Obiettivo dell'esercizio
Rispondi a queste domande in base all'estratto:
1. Che cosa caratterizzava l'impronta del cinghiale scoperto?
2. A che distanza e in quale direzione viene organizzata la battuta del sabato?
3. Che cane era LILLA?

Estratto
____________
A quei tempi l'obbiettivo di un giovane cacciatore come me, (cresciuto in mezzo a tanti maestri), era quello di misurarsi e dimostrare che avevo seguito i consigli e gli insegnamenti da loro donati.
L'impegno che assumevo era tale che poteva sembrare eccessivo per l'esercizio di una disciplina di caccia, al cinghiale, concepita soprattutto come possesso di una preda da spartire a fini alimentari.

Ma veniamo al racconto, ricordo di un venerdì molto umido, con terreno adatto a scoprirne i passaggi di ungulati.
Non avevo molta esperienza ne approfonditi insegnamenti per questo selvatico che si era "affacciato" nei nostri territori da poco tempo, in compenso avevo un occhio ispezionatore molto sviluppato e non tardai nell'ispezione consigliata dal "Bertucci", (un cugino di Rimescolo, molto burbero ed esigente ma ottimo cacciatore), a scoprire il transito di un grosso cinghiale, rivelatosi poi maschio, con un evidente malformazione ad una zampa anteriore.
La "traccia" risultava anomala, l'impronta era caratterizzata da un "unghiolo" verticale divaricato.
La sera del venerdì riferisco la scoperta, ma non garantisco la sosta e quindi la presenza del solengo nel territorio ispezionato, e viene deciso di organizzare per il giorno successivo, sabato, una battuta distante tre o quattro km più a nord.
Più a nord era il terrorio dei maestri Eugenio ed Ernesto (abitavano in campagna), i quali oltre che amici, erano e non solo per me, dei punti fermi di riferimento, utilizzavano anche dei "mezzi" cani  per lo scovo, mezzi perchè erano piccoli e bravi a metà!
Il gruppo dei "paesani" composto da quattro amici e parenti, compreso Rimescolo, avevano acquistato LILLA, una segugia nero focata, pelo forte, molto lunga nella cerca e nella seguita, ottimo timbro di voce, intelligente e capace di affezionarsi ad ognuno, un tantino insufficiente nell'abbaio a fermo. Successivamente risulterà un ottimo acquisto per la squadra, condiviso anche dai primi dubbiosi, morirà di vecchiaia dopo un brillante percorso venatorio a beneficio della nascente squadra di cinghialai.
____________
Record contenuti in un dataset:
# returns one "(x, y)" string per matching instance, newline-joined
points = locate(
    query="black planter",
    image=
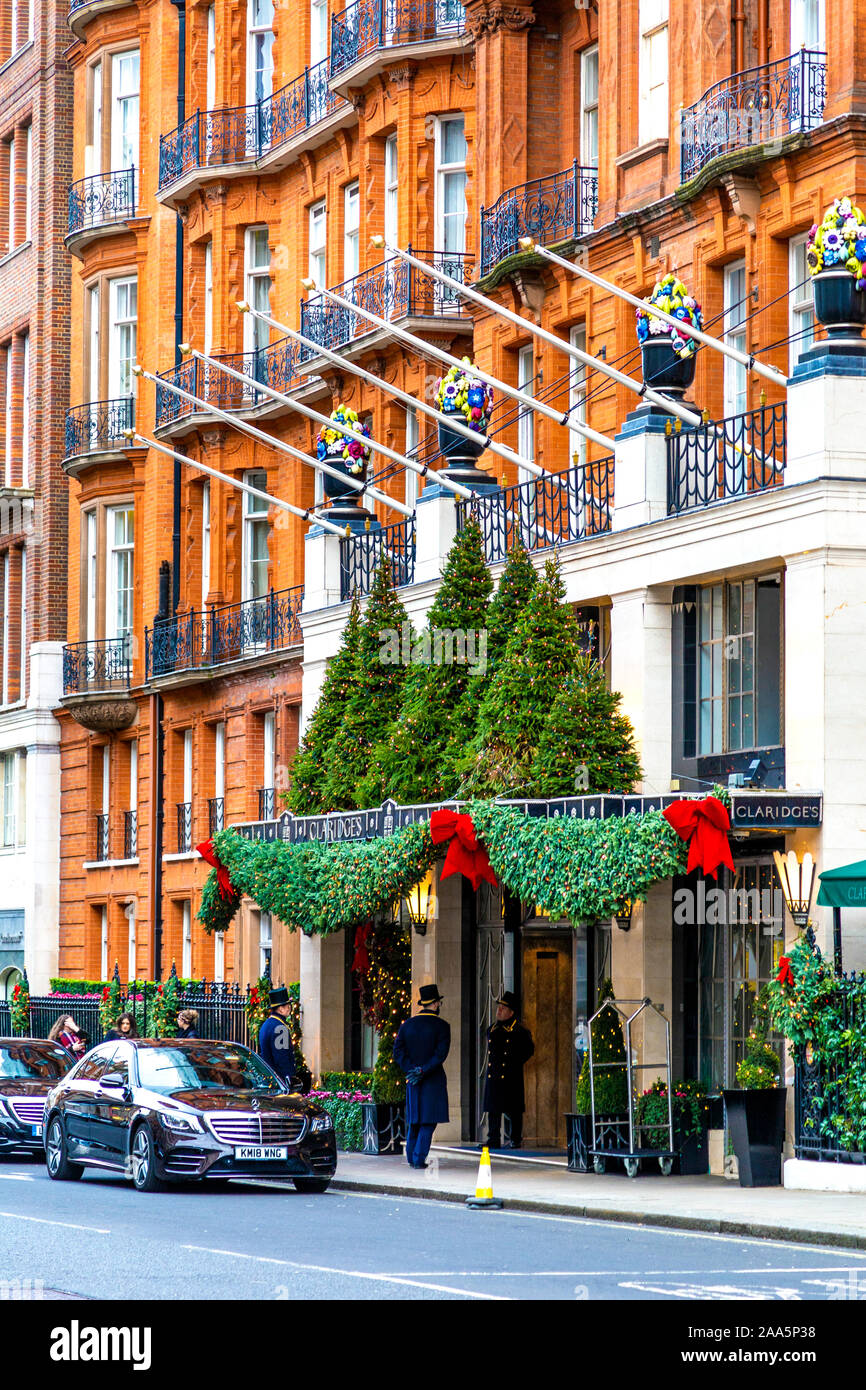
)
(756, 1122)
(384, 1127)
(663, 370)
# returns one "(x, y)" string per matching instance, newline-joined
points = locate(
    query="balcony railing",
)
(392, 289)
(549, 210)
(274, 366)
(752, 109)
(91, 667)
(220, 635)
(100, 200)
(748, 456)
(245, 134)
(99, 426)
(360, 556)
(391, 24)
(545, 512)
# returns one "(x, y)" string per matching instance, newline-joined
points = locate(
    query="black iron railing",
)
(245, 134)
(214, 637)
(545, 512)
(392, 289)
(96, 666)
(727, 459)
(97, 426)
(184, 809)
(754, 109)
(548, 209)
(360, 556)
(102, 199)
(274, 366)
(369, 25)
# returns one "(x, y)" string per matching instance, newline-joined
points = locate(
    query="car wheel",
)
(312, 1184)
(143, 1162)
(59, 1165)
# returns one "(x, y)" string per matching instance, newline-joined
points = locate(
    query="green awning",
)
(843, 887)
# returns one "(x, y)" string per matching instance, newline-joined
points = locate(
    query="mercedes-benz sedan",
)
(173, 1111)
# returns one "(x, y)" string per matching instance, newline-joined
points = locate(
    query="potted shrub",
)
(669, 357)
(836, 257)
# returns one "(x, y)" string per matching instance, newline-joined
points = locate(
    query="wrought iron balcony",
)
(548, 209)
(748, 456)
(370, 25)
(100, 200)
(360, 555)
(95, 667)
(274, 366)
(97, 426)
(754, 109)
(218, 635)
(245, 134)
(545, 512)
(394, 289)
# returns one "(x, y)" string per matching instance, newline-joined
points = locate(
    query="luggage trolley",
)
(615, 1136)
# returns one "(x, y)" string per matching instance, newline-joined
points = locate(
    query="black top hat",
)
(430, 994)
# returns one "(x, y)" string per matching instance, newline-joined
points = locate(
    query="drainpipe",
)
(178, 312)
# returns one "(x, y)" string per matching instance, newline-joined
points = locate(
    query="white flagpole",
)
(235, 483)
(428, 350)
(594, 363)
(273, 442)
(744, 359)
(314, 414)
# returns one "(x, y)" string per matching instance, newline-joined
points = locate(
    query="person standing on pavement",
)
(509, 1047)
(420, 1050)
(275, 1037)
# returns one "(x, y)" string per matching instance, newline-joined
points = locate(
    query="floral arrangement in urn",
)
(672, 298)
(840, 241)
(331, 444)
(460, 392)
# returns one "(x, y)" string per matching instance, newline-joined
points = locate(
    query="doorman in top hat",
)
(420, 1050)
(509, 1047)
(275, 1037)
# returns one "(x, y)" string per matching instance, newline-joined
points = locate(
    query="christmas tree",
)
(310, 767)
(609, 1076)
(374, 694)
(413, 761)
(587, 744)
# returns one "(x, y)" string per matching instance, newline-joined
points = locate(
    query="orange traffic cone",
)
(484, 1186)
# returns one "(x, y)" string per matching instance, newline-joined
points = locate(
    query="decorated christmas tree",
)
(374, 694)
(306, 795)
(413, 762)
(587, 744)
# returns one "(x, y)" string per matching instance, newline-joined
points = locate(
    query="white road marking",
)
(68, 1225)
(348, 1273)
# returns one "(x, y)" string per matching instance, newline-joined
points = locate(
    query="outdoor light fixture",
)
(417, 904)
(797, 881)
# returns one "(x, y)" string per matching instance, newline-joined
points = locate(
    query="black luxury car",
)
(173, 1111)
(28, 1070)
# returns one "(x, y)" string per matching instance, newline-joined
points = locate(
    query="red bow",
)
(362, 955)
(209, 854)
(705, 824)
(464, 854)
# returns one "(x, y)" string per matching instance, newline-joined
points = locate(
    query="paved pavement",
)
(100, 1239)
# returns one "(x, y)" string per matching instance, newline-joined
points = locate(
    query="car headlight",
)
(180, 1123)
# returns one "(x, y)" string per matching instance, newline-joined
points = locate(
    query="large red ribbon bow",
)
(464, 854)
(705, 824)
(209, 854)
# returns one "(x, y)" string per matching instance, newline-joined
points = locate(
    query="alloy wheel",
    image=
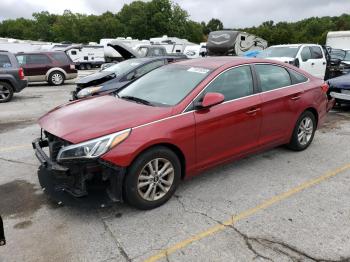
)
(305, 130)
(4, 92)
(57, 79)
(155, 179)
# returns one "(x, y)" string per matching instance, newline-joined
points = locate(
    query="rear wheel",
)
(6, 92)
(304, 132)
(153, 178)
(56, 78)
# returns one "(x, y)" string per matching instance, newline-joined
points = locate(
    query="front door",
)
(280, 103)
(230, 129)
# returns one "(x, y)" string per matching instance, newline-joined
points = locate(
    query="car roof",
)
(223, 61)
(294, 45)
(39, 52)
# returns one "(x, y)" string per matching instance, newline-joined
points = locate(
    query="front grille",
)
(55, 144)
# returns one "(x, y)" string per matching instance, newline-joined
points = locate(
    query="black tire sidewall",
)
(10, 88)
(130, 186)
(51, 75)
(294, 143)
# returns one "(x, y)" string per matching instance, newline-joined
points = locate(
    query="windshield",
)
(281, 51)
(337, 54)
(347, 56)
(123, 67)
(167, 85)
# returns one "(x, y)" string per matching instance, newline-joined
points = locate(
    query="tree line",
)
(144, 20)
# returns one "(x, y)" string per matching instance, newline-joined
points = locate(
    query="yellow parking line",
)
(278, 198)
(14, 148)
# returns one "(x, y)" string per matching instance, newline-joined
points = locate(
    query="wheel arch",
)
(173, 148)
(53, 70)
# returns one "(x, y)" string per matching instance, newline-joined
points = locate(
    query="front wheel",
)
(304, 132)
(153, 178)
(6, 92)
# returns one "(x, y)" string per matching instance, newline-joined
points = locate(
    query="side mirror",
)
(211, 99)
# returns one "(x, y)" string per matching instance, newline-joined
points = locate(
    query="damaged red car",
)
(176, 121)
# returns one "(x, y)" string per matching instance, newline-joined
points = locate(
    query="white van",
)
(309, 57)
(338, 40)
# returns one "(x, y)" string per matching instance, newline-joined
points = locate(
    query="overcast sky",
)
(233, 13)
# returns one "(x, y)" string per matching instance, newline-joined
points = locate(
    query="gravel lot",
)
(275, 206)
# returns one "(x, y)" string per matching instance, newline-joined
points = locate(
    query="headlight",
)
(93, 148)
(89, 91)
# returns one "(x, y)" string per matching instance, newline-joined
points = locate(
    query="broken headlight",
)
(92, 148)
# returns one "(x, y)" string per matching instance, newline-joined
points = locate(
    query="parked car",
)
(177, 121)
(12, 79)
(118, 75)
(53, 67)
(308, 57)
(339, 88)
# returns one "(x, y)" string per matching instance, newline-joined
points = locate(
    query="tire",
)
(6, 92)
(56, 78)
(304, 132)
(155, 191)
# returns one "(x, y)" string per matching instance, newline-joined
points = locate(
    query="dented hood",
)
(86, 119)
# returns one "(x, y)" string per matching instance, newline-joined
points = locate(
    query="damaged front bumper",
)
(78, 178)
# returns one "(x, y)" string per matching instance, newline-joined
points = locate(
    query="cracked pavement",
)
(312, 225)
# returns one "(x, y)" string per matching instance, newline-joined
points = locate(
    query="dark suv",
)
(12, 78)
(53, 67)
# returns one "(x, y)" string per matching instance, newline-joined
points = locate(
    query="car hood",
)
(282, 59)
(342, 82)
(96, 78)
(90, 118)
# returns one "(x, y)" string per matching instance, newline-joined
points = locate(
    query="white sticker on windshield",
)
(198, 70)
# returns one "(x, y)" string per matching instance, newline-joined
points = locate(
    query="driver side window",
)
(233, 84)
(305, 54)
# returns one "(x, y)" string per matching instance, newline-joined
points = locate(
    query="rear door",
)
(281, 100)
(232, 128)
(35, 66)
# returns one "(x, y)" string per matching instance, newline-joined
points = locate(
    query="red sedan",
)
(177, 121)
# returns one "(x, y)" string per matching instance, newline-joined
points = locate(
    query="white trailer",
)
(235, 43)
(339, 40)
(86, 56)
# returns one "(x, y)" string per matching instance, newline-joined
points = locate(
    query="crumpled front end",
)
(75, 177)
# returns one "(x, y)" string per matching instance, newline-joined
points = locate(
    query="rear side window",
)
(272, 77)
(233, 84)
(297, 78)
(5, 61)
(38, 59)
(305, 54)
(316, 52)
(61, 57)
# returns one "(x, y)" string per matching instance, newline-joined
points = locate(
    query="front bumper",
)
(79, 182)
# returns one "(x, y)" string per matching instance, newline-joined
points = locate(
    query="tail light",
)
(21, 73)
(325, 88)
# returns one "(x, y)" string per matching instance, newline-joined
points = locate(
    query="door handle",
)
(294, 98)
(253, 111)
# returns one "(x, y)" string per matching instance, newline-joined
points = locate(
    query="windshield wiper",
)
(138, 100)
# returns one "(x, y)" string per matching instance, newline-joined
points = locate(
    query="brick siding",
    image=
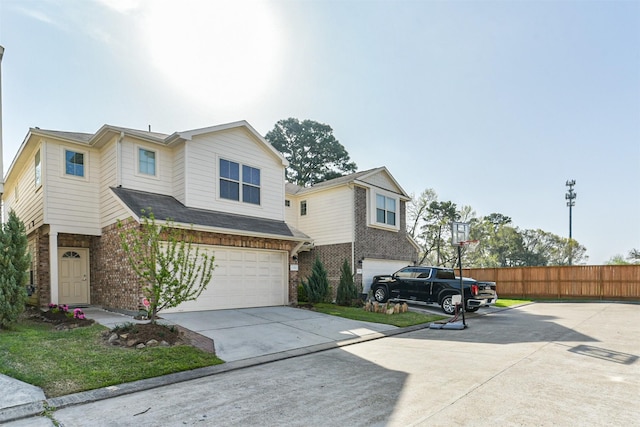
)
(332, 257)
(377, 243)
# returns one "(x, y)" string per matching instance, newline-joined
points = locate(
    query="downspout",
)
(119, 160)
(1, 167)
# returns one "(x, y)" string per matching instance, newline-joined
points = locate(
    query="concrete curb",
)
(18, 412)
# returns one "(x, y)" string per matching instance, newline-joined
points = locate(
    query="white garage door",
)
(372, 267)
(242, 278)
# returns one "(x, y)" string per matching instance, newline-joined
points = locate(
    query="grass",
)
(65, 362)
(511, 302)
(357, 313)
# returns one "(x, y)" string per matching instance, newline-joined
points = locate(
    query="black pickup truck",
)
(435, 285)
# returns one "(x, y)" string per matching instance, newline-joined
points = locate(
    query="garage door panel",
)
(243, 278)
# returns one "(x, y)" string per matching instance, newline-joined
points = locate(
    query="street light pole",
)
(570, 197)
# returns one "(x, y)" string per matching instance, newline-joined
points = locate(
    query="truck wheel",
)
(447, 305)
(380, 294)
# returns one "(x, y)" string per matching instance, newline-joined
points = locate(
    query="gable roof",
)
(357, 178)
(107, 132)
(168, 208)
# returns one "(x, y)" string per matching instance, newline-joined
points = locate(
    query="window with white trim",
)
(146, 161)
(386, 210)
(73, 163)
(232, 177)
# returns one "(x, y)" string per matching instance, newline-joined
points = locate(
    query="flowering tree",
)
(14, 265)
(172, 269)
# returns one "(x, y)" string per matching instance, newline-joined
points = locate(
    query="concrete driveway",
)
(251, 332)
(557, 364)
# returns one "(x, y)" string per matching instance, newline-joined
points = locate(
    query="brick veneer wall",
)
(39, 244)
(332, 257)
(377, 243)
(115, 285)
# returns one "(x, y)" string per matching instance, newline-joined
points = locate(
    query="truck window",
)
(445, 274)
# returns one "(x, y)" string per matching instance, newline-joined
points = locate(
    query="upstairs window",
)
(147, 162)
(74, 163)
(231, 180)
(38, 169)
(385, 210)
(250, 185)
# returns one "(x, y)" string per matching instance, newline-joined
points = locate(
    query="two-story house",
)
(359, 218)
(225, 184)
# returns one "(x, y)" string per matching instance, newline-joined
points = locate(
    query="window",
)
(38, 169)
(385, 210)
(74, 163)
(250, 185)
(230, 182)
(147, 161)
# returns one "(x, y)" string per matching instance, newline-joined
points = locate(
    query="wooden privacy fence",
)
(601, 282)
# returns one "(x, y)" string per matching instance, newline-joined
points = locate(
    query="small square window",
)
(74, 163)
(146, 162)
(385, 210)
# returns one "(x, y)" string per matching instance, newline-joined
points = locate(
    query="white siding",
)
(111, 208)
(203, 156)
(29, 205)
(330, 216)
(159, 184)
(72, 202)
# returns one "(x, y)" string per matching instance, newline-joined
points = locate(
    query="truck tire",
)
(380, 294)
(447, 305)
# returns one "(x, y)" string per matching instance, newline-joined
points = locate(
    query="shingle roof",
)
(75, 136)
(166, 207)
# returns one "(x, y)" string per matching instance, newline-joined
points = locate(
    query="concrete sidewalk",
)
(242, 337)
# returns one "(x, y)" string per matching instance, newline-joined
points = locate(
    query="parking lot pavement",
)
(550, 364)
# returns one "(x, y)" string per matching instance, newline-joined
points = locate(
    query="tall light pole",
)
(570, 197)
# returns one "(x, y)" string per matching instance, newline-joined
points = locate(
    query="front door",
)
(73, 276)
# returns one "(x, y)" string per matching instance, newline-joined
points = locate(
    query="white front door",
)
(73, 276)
____________
Risposta corretta
1. Un "unghiolo" verticale divaricato.
2. Tre o quattro km più a nord.
3. Una segugia nero focata, a pelo forte.